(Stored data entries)
------------------------------
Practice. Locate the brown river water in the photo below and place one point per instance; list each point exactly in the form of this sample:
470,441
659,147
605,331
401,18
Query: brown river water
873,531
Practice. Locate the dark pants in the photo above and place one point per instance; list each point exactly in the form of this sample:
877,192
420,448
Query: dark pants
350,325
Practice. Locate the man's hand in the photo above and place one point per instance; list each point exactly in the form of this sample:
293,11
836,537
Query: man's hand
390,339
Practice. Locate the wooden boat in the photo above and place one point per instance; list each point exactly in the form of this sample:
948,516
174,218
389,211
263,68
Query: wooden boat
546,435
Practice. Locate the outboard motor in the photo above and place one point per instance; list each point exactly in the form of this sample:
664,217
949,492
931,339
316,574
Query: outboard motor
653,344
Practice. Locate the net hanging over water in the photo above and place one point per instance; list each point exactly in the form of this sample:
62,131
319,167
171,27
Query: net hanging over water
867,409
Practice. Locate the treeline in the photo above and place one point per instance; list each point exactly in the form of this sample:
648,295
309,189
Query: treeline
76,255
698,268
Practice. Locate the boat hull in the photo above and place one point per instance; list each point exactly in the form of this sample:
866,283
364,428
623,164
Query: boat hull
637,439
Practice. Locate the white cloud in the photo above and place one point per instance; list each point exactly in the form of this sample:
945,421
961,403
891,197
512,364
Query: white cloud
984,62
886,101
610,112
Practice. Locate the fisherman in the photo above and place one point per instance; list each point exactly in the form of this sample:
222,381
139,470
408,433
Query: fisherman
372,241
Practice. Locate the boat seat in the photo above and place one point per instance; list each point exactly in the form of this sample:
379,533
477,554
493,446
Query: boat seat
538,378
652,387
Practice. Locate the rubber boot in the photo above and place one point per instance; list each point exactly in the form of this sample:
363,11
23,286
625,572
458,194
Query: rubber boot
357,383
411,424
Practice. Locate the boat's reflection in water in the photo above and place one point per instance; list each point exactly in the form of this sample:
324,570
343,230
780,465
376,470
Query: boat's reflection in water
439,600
------------------------------
> _Short exercise_
Could you reproduce the items word for word, starting at the line containing "Practice. Locate the net" and continuing through the end of the items?

> _Task response_
Practice. Locate the net hanging over water in the photo above and place one point per instance; list each point exactly in the form of this sample:
62,131
319,167
171,27
Query: net hanging over water
867,409
Practice. Locate the treeline in the photo above and place one point per instance; list each point exactly in the form of this sample:
648,295
309,189
Query: treeline
76,255
698,268
Practice. Locate the boat hull in the photo above and place one point per instance; list each point exactly in the form of this sample:
866,283
364,428
623,164
Query: boat hull
637,439
Practice. Locate the white cloud in the photo above and place one point per instance; list each point exactly in the form of this sample:
945,421
961,403
891,197
512,364
Query: white cloud
984,62
886,101
610,112
Practice. Locate the fisherman in the photo above and place one point per instance; list each point exactly in the form of this sample:
222,381
139,470
408,433
Query: fisherman
372,241
Practice. Locate the boat seat in the photo above and place one point per instance; list each point exactly in the form of this sample:
379,533
477,554
493,446
Query: boat seat
538,378
652,387
Practice. Locate the rubber boot in the photo above and place one point per instance; list each point exactly in the form of this sample:
363,11
23,286
625,572
458,194
Query: rubber boot
357,383
411,424
Practice. Locate the boat's reflection in water in the photo above and place one point per instance; list each point exactly in the form of this sample:
324,570
343,230
780,465
376,470
Query: boat's reflection in water
439,600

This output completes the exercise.